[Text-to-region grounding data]
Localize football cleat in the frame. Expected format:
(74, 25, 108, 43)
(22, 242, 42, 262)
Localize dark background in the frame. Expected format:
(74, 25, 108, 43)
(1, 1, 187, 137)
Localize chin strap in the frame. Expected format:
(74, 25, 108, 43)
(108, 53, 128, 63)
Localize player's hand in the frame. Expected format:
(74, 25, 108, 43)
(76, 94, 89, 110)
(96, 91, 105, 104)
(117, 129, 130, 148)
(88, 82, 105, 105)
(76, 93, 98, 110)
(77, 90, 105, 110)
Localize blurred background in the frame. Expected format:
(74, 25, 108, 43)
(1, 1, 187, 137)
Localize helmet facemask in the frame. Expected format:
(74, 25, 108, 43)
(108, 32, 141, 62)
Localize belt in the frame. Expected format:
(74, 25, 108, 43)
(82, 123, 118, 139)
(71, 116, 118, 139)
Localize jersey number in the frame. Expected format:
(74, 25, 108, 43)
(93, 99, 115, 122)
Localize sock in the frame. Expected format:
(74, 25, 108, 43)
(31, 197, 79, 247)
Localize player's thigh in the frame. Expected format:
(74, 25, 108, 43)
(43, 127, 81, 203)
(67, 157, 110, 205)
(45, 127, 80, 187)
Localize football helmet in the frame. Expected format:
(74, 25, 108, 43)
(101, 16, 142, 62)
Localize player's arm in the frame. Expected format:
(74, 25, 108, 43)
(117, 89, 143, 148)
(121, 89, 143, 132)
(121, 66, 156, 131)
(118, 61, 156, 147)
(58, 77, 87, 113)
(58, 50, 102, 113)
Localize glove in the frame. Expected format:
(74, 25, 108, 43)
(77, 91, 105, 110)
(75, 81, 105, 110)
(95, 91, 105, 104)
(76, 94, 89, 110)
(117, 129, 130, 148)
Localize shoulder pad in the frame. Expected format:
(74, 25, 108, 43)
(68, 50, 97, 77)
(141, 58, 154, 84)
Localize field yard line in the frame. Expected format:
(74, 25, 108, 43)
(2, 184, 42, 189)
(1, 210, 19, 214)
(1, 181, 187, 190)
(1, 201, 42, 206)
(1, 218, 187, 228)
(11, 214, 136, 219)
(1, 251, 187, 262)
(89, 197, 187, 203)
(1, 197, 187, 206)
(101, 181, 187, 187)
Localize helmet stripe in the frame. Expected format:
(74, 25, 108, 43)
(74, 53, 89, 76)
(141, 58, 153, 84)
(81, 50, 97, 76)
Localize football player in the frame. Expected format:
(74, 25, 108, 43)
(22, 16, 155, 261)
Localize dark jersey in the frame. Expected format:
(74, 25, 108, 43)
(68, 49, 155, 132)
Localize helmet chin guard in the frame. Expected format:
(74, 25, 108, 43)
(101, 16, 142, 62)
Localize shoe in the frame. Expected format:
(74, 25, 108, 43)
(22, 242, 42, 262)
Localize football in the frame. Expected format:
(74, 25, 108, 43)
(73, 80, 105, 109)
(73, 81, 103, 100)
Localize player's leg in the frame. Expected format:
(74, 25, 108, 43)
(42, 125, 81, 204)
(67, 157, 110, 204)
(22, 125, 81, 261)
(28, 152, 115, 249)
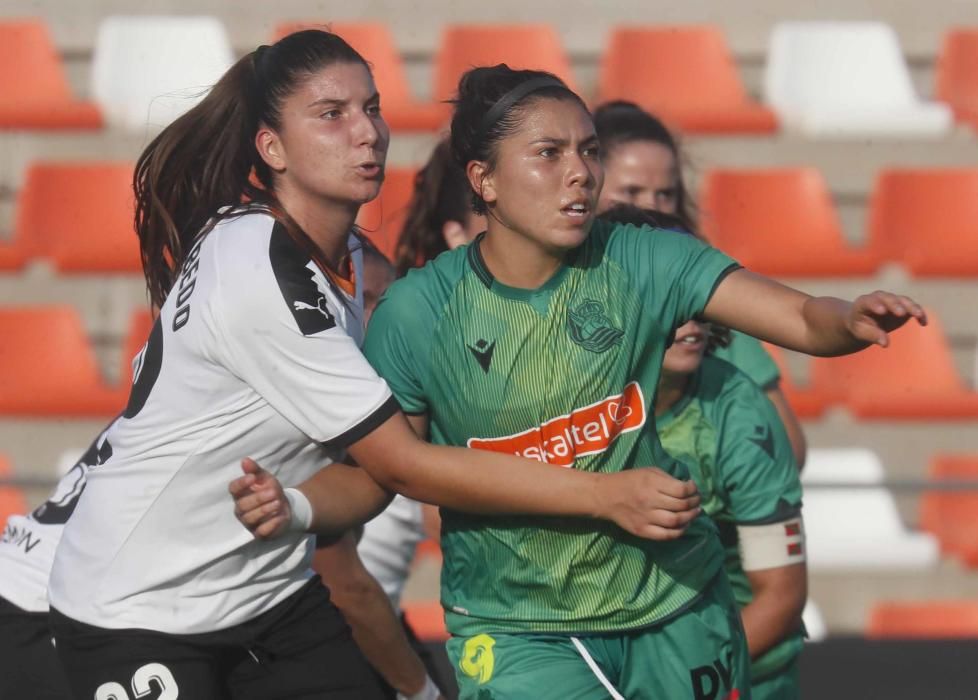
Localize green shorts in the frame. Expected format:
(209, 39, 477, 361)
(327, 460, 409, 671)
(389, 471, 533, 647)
(447, 573, 750, 700)
(752, 657, 799, 700)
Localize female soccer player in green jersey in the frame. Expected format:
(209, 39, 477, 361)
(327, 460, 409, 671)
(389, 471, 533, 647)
(235, 65, 925, 699)
(594, 100, 808, 467)
(607, 204, 807, 699)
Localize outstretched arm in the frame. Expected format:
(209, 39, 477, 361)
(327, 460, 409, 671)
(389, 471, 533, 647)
(703, 270, 926, 357)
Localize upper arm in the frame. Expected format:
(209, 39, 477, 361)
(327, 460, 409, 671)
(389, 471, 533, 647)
(745, 561, 808, 604)
(215, 232, 396, 446)
(703, 269, 814, 352)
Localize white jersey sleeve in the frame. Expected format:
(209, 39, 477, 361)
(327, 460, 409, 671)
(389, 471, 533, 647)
(212, 221, 397, 446)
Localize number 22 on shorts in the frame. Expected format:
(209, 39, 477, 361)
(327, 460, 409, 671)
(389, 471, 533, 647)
(95, 663, 178, 700)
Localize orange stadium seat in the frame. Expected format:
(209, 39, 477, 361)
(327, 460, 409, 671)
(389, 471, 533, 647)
(12, 162, 140, 273)
(356, 167, 418, 262)
(700, 168, 882, 277)
(120, 308, 156, 387)
(0, 20, 102, 129)
(433, 24, 577, 108)
(808, 311, 978, 419)
(598, 26, 777, 134)
(0, 454, 29, 530)
(273, 22, 442, 131)
(402, 600, 449, 642)
(868, 601, 978, 638)
(0, 306, 122, 416)
(919, 454, 978, 567)
(869, 168, 978, 277)
(762, 344, 827, 419)
(936, 29, 978, 130)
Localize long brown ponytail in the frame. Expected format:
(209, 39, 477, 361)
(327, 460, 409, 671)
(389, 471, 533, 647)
(133, 30, 369, 308)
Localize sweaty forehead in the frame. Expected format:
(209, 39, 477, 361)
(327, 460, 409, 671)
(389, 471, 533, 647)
(509, 97, 595, 142)
(294, 61, 377, 105)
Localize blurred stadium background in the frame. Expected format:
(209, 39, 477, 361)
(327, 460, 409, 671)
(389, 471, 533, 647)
(2, 1, 978, 696)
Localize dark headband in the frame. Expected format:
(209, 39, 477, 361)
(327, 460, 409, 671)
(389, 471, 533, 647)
(476, 76, 566, 144)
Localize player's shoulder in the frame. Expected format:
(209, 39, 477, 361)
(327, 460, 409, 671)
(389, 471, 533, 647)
(590, 217, 698, 267)
(697, 356, 768, 409)
(373, 243, 469, 322)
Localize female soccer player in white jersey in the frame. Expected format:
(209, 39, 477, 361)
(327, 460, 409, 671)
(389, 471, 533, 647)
(46, 31, 704, 700)
(235, 65, 926, 699)
(593, 100, 808, 468)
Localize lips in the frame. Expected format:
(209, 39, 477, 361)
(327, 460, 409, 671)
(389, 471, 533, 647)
(560, 199, 592, 218)
(355, 161, 384, 179)
(674, 332, 706, 349)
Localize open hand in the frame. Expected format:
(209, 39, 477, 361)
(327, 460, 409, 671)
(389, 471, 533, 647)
(595, 467, 701, 540)
(847, 292, 927, 347)
(229, 458, 292, 539)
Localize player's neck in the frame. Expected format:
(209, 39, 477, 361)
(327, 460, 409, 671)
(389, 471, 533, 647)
(655, 372, 691, 417)
(275, 184, 359, 271)
(480, 223, 566, 290)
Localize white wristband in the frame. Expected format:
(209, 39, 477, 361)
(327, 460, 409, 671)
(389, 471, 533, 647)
(398, 674, 439, 700)
(283, 487, 313, 532)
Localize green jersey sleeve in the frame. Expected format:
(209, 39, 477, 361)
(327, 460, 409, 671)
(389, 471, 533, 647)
(363, 277, 433, 415)
(601, 220, 740, 331)
(712, 331, 781, 390)
(710, 360, 802, 524)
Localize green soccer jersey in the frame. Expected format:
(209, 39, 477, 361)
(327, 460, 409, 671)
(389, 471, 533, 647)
(657, 356, 805, 680)
(364, 219, 739, 636)
(712, 330, 781, 391)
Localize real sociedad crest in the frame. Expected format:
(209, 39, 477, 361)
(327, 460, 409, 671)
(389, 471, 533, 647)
(566, 298, 624, 353)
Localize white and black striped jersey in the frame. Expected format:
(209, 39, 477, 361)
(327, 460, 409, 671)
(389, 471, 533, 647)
(49, 209, 397, 634)
(0, 424, 114, 613)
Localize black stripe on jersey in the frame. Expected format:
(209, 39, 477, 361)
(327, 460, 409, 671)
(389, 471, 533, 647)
(322, 395, 400, 448)
(705, 262, 743, 310)
(269, 222, 337, 336)
(466, 233, 494, 289)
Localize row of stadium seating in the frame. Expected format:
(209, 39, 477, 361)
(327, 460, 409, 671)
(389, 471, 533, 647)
(2, 162, 977, 277)
(3, 18, 978, 136)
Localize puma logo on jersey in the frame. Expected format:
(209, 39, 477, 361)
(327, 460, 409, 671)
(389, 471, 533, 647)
(293, 297, 334, 320)
(468, 382, 646, 467)
(467, 338, 496, 373)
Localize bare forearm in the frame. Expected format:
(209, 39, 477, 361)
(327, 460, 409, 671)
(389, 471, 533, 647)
(740, 594, 804, 659)
(298, 463, 394, 534)
(333, 584, 427, 694)
(349, 414, 603, 517)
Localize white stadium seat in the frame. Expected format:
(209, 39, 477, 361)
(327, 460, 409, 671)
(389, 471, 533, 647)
(802, 448, 939, 570)
(764, 22, 952, 138)
(91, 16, 234, 132)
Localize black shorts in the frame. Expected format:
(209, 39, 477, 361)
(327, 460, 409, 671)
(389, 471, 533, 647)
(0, 595, 72, 699)
(50, 577, 387, 700)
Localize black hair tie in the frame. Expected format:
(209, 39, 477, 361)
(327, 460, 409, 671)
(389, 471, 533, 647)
(476, 76, 565, 145)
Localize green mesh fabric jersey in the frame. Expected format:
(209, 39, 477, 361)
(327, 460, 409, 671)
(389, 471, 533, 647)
(364, 219, 740, 636)
(712, 330, 781, 390)
(657, 356, 804, 679)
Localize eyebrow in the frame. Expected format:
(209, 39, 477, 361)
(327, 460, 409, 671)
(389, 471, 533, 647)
(306, 91, 380, 109)
(528, 134, 599, 147)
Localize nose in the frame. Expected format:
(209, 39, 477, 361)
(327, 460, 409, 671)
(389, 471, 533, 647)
(566, 151, 600, 190)
(353, 109, 388, 151)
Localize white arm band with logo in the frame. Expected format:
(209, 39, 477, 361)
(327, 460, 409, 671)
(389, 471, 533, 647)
(737, 515, 806, 571)
(284, 487, 314, 533)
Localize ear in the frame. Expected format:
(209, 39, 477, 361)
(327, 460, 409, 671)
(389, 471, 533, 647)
(442, 220, 468, 250)
(465, 160, 497, 209)
(255, 126, 286, 172)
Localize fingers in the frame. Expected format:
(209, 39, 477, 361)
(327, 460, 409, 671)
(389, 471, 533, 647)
(643, 469, 699, 500)
(255, 514, 289, 539)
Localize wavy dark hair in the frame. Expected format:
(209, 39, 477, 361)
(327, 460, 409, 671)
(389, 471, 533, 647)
(133, 29, 369, 307)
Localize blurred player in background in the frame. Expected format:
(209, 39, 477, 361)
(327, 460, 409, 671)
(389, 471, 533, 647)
(604, 204, 807, 699)
(0, 424, 114, 700)
(594, 100, 808, 467)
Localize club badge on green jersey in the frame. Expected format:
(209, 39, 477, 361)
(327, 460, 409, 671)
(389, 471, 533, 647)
(566, 299, 624, 353)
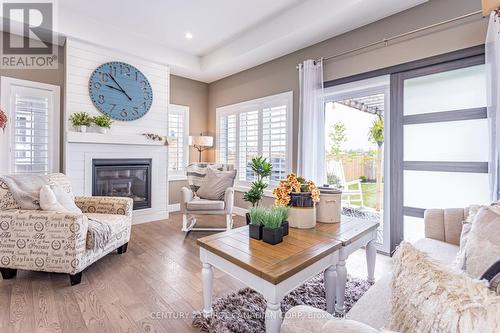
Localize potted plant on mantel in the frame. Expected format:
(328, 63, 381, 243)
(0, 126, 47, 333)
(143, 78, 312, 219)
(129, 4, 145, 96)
(261, 208, 284, 245)
(93, 115, 113, 134)
(70, 112, 93, 133)
(243, 156, 272, 224)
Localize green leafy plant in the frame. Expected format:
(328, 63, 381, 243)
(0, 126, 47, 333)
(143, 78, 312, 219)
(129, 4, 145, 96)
(359, 175, 368, 183)
(70, 112, 93, 127)
(274, 206, 289, 222)
(262, 208, 283, 229)
(93, 115, 113, 128)
(368, 117, 384, 146)
(243, 156, 272, 207)
(249, 207, 266, 226)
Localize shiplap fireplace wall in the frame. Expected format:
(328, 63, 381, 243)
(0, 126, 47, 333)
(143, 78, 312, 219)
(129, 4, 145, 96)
(64, 38, 170, 224)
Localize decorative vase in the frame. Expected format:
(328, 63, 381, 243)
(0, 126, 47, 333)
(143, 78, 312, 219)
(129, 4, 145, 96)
(290, 192, 314, 208)
(288, 206, 316, 229)
(262, 227, 283, 245)
(246, 212, 251, 225)
(76, 125, 87, 133)
(249, 224, 263, 240)
(98, 127, 108, 134)
(282, 220, 289, 236)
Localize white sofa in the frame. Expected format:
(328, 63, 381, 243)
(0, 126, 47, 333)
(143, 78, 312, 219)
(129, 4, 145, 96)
(282, 208, 465, 332)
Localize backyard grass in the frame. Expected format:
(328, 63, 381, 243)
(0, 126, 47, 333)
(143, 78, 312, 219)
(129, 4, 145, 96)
(346, 182, 383, 210)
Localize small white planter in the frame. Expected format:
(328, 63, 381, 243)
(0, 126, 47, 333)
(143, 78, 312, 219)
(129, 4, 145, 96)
(97, 127, 109, 134)
(75, 125, 88, 133)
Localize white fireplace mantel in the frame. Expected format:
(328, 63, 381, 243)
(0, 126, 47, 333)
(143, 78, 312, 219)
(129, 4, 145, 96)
(66, 131, 167, 146)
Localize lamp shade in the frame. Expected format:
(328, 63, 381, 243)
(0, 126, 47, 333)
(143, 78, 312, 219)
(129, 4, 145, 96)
(189, 135, 213, 147)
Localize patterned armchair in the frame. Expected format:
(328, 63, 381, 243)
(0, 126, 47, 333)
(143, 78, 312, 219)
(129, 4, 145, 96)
(181, 163, 235, 232)
(0, 173, 133, 285)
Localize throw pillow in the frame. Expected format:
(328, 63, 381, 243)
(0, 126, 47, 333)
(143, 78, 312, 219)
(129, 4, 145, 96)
(462, 206, 500, 278)
(454, 205, 484, 269)
(51, 185, 82, 213)
(390, 242, 500, 333)
(196, 168, 236, 201)
(40, 185, 67, 212)
(481, 260, 500, 295)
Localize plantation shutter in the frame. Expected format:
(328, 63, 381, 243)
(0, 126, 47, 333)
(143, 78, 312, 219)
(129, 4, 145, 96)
(12, 93, 50, 174)
(262, 104, 288, 184)
(168, 111, 185, 172)
(218, 114, 237, 166)
(238, 110, 259, 182)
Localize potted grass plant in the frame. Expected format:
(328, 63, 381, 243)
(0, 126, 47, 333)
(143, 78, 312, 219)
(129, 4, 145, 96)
(70, 112, 93, 133)
(93, 115, 113, 134)
(262, 208, 284, 245)
(248, 207, 265, 240)
(274, 206, 289, 236)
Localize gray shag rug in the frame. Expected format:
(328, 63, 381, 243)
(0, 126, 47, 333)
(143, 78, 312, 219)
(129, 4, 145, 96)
(192, 274, 372, 333)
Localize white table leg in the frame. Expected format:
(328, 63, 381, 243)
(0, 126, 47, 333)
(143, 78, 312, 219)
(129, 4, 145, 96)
(366, 239, 376, 284)
(202, 262, 214, 317)
(324, 265, 336, 314)
(265, 301, 282, 333)
(335, 259, 347, 315)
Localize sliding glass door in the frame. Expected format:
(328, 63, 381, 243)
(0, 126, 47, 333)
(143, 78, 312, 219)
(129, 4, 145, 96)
(324, 76, 391, 253)
(391, 55, 490, 249)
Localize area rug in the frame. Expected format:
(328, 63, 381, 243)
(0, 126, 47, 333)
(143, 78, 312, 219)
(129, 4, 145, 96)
(192, 274, 372, 333)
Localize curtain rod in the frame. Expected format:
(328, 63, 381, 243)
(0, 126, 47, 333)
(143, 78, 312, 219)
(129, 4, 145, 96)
(297, 10, 484, 69)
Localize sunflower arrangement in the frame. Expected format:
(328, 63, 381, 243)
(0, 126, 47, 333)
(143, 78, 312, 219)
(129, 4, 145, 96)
(273, 173, 320, 207)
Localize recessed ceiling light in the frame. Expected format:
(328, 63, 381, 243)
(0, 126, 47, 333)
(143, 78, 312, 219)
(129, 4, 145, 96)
(185, 32, 193, 40)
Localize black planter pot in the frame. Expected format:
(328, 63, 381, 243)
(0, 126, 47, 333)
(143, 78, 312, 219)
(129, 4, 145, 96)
(262, 227, 284, 245)
(282, 220, 289, 236)
(290, 192, 314, 208)
(246, 213, 251, 225)
(249, 224, 263, 240)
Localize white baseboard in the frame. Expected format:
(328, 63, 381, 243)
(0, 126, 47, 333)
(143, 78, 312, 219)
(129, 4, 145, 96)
(168, 203, 181, 212)
(233, 206, 249, 216)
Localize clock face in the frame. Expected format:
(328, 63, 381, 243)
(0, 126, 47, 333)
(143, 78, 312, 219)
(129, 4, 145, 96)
(89, 62, 153, 121)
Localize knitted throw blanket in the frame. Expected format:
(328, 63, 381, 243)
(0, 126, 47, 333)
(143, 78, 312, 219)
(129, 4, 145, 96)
(86, 217, 112, 251)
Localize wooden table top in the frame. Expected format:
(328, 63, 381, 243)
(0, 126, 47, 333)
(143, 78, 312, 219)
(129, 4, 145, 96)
(197, 216, 379, 284)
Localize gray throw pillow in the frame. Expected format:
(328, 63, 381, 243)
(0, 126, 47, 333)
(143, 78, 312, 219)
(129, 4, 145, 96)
(197, 168, 236, 201)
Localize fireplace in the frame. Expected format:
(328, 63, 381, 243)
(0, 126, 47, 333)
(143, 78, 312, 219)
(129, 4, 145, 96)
(92, 159, 152, 210)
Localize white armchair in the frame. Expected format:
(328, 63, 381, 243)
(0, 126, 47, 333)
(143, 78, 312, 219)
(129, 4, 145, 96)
(180, 163, 235, 232)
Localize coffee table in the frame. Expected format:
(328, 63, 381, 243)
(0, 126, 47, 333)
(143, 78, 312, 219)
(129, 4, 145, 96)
(197, 216, 379, 332)
(313, 217, 379, 314)
(197, 225, 342, 333)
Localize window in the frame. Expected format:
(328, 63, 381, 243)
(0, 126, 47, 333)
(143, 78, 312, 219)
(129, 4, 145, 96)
(216, 91, 293, 187)
(0, 77, 60, 174)
(168, 104, 189, 179)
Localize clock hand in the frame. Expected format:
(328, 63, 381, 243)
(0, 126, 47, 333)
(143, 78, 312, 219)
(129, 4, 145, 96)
(109, 74, 132, 101)
(104, 84, 132, 101)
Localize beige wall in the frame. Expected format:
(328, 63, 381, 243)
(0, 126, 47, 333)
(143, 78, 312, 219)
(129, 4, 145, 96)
(207, 0, 487, 169)
(169, 75, 209, 205)
(1, 32, 65, 170)
(206, 0, 487, 209)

* [How to complete this task] The lines to return are those in the records above that hold the word "planter".

* [Reply]
Localize small white planter in the frame. Expected format:
Localize black planter pot in the frame. Expected format:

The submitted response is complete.